Leave the pictures out and quote every line from the start of the listing to the line with "[[548, 419], [585, 586]]", inclusive.

___ Provided records

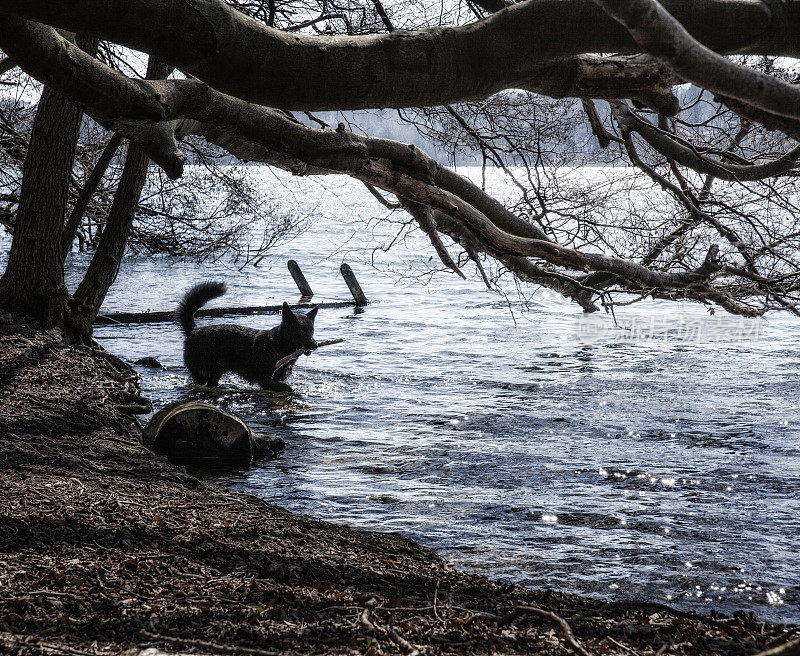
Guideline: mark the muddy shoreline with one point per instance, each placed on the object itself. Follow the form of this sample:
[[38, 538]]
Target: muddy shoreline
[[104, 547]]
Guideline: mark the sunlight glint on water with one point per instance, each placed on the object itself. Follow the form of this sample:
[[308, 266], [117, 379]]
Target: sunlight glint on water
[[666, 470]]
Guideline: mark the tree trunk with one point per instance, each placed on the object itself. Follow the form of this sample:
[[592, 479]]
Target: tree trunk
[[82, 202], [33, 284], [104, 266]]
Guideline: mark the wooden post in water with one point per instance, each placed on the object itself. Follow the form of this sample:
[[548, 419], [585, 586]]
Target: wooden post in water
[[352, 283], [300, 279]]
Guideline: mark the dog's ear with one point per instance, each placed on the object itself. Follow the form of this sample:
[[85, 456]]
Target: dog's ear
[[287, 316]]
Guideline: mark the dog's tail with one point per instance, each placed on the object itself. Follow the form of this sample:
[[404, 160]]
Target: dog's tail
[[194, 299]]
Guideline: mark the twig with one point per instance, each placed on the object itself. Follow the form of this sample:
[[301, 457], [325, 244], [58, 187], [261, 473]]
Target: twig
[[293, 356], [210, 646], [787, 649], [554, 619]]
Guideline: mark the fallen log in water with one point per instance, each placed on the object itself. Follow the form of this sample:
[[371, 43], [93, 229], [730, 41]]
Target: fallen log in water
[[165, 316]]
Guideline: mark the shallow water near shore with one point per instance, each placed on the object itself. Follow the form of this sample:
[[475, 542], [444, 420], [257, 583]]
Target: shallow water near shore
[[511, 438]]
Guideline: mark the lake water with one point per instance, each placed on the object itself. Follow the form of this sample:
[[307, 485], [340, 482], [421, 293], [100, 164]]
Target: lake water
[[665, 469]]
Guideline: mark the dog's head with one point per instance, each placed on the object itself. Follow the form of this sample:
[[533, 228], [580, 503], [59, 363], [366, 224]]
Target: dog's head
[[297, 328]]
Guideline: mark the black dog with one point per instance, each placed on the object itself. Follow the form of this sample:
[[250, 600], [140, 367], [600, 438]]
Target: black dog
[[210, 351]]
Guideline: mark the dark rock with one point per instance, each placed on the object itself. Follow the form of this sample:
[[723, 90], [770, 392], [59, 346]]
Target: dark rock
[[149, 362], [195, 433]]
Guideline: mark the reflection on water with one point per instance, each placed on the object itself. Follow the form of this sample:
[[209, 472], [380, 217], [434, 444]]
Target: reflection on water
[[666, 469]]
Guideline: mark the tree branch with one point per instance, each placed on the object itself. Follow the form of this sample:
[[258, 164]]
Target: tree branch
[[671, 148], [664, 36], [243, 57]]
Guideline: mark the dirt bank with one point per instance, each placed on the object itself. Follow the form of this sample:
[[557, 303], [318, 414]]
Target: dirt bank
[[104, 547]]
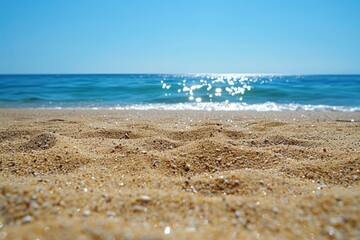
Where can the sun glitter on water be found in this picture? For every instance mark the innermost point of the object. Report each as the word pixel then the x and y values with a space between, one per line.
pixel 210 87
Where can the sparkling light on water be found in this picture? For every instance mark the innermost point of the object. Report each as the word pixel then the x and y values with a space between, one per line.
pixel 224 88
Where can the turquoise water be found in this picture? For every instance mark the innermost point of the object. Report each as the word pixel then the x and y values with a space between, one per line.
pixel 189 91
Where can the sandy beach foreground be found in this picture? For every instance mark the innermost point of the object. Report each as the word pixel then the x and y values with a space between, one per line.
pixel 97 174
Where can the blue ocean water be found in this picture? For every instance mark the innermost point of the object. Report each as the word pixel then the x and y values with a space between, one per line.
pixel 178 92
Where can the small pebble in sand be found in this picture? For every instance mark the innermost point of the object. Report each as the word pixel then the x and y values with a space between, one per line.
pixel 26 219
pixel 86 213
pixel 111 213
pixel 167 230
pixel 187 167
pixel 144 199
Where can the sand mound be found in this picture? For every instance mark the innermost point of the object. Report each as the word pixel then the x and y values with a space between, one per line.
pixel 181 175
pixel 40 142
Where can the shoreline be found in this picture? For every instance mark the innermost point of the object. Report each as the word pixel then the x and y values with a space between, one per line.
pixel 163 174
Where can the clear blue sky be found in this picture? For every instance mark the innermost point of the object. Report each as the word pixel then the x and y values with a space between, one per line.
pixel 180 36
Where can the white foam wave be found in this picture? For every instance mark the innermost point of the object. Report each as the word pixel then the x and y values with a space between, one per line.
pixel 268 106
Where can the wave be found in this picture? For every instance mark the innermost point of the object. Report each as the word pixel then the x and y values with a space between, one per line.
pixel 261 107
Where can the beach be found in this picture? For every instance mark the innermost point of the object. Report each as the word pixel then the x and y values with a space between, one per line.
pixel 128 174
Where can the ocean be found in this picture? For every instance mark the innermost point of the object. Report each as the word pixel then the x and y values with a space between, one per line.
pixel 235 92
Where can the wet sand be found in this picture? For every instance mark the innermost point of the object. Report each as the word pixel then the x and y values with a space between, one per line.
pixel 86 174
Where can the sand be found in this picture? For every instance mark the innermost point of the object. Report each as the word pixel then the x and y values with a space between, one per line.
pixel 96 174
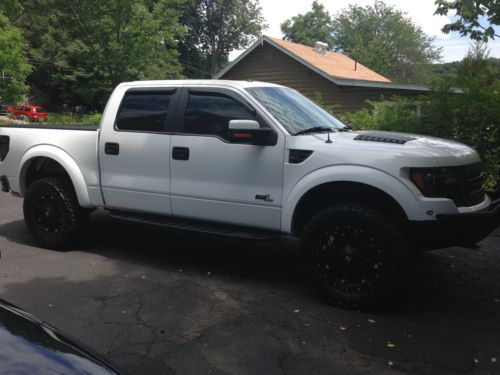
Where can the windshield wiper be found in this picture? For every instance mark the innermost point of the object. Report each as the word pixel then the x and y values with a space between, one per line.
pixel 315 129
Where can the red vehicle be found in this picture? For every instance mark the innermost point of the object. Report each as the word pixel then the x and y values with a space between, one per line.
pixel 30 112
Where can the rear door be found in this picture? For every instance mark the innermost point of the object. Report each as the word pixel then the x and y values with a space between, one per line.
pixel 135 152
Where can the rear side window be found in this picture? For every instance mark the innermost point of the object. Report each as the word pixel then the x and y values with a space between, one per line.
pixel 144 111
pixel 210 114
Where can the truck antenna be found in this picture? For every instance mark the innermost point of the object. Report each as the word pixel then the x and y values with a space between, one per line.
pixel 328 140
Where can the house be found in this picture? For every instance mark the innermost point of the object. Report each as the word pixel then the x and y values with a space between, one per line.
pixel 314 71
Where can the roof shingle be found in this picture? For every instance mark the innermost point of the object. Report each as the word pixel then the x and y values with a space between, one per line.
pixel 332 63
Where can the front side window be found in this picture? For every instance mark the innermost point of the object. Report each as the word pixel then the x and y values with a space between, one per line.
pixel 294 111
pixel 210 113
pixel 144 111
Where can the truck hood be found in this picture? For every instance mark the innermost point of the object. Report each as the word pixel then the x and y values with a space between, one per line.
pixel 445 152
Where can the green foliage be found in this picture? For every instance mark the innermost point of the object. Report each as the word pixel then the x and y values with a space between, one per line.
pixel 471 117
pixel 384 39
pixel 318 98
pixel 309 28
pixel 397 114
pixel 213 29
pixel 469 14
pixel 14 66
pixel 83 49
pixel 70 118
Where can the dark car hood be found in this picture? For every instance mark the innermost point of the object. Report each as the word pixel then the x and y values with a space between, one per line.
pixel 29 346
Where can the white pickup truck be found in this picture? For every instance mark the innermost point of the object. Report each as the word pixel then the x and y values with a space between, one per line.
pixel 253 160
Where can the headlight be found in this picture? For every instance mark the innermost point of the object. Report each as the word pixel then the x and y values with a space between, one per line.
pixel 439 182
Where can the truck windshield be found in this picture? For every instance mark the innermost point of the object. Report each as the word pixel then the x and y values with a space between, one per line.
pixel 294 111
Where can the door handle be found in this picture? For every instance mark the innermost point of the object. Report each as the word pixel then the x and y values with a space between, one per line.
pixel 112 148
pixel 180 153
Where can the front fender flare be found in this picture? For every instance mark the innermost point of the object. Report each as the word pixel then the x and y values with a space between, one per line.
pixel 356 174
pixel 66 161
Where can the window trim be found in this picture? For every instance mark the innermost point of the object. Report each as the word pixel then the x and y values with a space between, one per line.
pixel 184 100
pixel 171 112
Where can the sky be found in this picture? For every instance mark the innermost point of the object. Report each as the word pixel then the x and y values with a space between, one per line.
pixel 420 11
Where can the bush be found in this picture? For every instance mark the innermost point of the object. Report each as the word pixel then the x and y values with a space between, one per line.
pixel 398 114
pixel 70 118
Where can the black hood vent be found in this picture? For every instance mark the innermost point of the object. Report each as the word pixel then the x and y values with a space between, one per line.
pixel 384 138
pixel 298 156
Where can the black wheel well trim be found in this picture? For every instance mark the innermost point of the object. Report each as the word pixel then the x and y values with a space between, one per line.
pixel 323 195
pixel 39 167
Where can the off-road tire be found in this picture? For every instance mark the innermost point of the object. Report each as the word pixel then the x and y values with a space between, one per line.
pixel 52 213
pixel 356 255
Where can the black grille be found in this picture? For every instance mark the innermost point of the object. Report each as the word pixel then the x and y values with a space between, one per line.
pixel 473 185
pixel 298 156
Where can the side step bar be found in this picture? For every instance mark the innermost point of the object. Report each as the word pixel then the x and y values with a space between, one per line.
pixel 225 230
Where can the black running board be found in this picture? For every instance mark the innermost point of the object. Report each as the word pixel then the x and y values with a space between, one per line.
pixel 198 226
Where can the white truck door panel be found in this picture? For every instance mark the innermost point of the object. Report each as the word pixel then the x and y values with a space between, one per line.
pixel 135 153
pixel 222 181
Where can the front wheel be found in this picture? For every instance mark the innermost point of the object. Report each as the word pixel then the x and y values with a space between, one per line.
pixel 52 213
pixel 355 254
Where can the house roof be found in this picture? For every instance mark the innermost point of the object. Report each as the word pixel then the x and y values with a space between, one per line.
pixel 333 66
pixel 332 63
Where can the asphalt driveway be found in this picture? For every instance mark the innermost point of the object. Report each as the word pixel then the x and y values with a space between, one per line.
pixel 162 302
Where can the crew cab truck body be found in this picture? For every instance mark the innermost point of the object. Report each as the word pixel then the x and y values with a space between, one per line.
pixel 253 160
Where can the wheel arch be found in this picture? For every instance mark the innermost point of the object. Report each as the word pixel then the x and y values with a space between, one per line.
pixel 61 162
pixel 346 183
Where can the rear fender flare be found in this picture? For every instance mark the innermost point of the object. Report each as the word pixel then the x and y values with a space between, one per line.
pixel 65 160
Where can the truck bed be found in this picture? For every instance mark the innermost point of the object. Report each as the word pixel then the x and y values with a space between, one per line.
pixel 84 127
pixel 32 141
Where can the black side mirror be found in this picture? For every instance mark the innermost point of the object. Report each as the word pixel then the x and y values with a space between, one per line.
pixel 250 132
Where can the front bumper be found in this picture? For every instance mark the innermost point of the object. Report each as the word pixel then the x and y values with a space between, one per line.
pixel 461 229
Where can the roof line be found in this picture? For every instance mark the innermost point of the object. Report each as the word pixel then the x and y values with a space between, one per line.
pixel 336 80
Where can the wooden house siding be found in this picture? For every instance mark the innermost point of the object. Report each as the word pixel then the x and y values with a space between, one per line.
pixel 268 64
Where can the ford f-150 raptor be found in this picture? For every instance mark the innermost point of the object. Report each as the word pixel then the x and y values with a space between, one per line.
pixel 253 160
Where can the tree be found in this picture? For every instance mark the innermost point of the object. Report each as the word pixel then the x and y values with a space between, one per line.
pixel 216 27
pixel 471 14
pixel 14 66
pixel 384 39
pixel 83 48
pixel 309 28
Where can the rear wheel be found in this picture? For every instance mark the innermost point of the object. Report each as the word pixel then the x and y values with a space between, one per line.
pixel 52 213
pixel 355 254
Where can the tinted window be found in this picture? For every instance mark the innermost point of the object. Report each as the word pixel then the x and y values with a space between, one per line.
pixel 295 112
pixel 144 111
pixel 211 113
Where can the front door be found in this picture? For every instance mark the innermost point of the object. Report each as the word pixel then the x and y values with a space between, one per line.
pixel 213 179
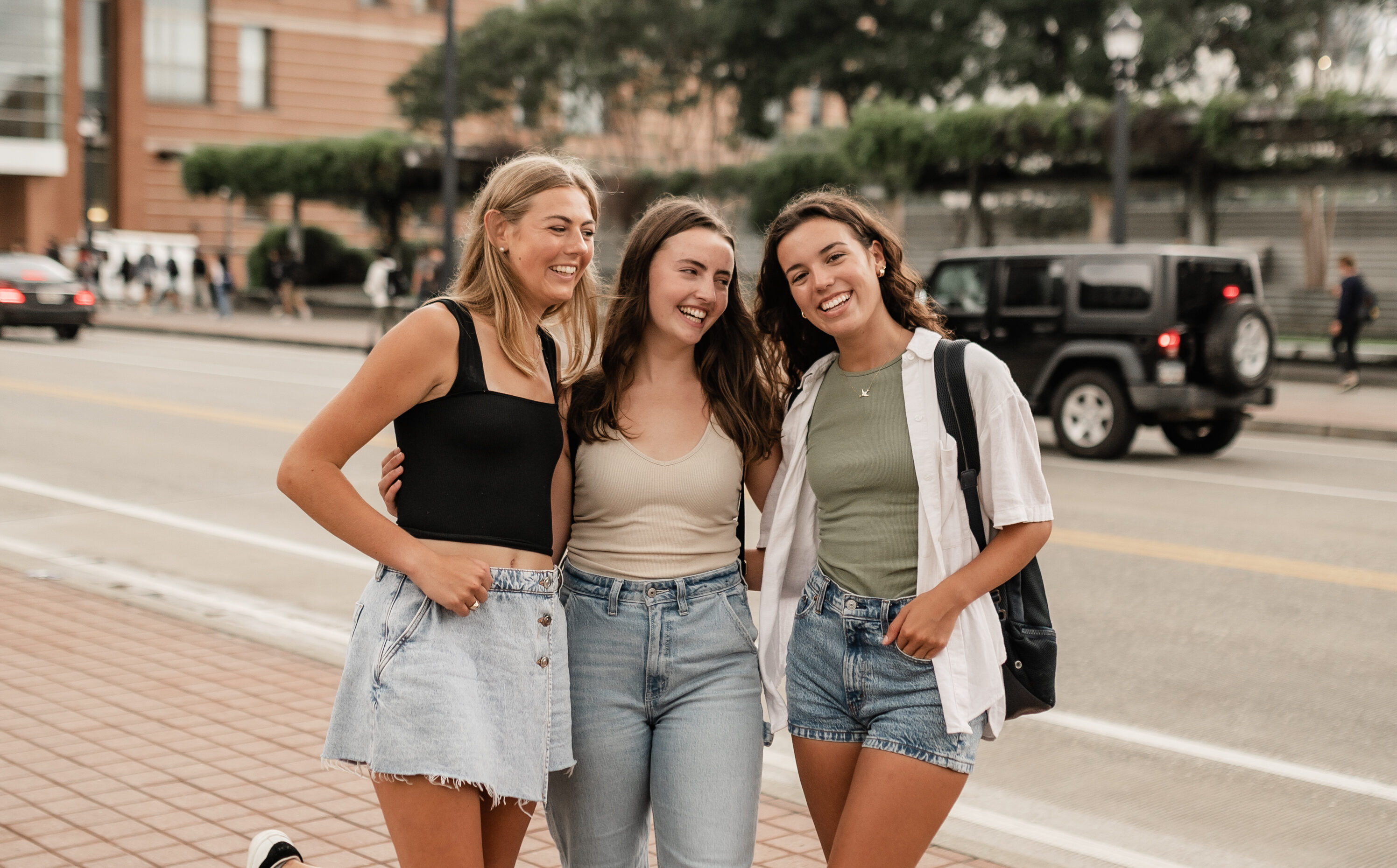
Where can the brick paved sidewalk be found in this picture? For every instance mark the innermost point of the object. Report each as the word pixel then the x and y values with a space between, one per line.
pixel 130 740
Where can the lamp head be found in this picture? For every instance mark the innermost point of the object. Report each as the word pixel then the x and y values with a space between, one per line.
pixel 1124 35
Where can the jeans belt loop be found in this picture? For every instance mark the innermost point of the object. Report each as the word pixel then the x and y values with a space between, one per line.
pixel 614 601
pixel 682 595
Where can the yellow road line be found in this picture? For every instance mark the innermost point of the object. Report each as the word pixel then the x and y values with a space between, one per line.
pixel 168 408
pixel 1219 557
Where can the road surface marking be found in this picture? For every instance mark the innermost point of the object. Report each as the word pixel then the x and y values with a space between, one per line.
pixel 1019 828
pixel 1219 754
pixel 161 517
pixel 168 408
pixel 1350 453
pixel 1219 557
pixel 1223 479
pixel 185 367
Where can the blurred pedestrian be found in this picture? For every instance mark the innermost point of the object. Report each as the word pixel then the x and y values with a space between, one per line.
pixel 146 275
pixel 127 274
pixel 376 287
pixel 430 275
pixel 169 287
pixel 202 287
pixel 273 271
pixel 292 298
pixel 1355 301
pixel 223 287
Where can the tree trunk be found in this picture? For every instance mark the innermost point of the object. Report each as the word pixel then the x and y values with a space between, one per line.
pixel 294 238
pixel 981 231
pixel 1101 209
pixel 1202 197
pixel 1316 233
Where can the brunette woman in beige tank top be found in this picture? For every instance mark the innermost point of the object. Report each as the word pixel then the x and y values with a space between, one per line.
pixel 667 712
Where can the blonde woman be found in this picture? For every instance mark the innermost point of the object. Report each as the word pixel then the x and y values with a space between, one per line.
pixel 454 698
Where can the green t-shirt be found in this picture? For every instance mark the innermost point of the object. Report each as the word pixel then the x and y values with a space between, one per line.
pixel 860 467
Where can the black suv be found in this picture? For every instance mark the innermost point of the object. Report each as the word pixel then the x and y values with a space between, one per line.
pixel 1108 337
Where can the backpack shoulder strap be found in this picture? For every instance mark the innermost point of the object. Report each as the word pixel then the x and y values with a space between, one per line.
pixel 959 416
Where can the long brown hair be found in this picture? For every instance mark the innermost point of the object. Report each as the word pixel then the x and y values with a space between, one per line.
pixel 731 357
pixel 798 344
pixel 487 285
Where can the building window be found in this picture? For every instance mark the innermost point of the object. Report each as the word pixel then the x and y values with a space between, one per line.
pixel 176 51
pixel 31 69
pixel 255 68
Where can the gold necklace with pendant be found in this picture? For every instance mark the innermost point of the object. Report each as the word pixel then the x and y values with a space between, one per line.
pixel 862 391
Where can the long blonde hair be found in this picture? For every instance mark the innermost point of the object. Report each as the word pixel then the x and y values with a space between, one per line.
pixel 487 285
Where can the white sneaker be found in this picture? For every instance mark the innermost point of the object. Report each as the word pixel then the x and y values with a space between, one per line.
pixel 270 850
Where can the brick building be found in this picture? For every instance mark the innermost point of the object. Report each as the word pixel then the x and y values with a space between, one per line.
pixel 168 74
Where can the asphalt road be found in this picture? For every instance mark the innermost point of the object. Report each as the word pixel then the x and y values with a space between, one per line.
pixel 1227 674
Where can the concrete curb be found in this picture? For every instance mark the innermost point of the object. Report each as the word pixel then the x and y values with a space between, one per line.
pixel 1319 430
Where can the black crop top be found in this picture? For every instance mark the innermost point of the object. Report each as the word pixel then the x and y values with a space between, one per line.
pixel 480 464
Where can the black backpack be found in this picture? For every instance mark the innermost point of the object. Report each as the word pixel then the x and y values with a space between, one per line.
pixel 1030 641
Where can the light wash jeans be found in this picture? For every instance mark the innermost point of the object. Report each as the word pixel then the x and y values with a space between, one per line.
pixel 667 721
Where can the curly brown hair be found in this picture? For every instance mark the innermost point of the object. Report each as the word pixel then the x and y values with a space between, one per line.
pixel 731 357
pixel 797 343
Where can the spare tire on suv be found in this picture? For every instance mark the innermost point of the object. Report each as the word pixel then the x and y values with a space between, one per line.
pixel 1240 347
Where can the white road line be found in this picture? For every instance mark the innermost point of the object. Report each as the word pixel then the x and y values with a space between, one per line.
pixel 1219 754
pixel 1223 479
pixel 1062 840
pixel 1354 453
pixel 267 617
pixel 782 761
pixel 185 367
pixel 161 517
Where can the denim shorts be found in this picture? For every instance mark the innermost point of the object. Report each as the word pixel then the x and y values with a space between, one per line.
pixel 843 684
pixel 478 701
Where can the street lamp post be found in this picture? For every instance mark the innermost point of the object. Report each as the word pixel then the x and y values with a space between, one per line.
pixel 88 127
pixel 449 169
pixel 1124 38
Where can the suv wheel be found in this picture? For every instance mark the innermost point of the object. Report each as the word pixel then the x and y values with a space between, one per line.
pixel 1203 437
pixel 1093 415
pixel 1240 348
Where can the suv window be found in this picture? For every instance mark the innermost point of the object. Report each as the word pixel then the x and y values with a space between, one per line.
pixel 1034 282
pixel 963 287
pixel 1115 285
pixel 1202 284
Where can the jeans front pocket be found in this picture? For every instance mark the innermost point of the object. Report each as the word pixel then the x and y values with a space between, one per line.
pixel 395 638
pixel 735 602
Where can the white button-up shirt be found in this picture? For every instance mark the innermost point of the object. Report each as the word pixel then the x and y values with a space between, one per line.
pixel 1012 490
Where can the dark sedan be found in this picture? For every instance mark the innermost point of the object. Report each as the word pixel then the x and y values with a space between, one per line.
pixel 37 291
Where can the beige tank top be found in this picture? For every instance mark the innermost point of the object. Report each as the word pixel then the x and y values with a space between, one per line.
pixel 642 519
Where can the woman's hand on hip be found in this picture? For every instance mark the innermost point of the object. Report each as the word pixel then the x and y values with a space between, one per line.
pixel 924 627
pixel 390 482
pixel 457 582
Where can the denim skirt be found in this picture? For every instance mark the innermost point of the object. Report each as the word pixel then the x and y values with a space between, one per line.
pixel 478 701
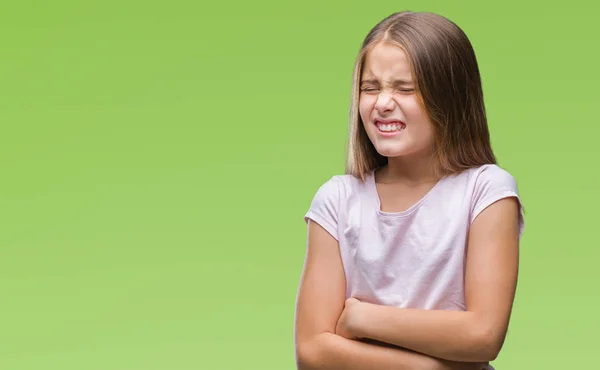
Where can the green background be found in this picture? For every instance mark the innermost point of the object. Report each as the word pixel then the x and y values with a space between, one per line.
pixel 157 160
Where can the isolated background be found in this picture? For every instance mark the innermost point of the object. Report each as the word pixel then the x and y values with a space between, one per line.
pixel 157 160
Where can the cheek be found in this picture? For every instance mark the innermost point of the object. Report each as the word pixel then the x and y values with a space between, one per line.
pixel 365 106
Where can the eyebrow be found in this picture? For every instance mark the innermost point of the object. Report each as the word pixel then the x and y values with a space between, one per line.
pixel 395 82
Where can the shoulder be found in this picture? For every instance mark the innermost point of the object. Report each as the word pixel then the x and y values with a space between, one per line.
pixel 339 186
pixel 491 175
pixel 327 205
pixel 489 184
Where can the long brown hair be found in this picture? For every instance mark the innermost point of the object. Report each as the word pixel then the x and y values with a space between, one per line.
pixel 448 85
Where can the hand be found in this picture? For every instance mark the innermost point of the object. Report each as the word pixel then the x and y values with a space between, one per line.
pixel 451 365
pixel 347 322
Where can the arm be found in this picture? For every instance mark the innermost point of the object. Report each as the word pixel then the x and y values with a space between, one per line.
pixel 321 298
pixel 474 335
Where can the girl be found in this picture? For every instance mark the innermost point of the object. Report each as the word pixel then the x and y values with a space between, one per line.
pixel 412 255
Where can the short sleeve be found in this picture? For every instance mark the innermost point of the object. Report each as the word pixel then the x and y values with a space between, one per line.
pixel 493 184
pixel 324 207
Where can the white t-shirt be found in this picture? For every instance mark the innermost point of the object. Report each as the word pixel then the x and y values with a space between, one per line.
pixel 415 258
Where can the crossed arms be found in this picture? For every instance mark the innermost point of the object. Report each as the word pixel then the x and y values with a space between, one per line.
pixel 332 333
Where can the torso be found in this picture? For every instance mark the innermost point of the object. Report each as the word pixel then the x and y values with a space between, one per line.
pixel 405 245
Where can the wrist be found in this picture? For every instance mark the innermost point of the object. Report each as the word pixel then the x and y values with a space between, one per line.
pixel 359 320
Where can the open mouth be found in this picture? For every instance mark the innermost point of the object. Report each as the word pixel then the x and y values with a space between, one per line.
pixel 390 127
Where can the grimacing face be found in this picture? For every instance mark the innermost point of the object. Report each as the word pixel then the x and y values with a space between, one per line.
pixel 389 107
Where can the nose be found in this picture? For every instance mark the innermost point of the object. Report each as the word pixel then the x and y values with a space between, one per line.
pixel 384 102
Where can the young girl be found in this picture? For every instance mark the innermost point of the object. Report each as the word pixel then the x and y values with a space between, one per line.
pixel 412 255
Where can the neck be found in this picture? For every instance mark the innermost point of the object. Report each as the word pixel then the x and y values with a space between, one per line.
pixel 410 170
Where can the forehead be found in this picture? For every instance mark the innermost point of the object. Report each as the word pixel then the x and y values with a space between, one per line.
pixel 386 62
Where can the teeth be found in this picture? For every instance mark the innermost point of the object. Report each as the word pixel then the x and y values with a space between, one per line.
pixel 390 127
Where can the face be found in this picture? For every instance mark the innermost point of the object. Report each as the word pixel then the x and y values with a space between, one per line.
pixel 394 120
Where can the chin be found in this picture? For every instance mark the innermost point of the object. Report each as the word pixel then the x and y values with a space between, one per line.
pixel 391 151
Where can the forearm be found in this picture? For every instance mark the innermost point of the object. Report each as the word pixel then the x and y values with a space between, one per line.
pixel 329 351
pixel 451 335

______

◆ Answer below:
Guideline: mark the muddy shoreline with one point per instance, each placed on the object itself. Follow the form of this sample:
[[38, 538]]
Target: muddy shoreline
[[104, 547]]
Guideline: mark the sunlight glint on water with one point per instance, each placed on the object itself. Follow the form of this sample:
[[308, 266], [117, 379]]
Target: sunlight glint on water
[[666, 470]]
Guideline: mark the tree trunk with one point per instance, each placed on the object itself. Follow the form of this sample:
[[592, 479]]
Target: tree trunk
[[82, 202], [33, 284], [104, 266]]
Guideline: mark the wooden post in water with one point per instance, each placed on the object itself. Follow the form of this sample:
[[548, 419], [585, 586]]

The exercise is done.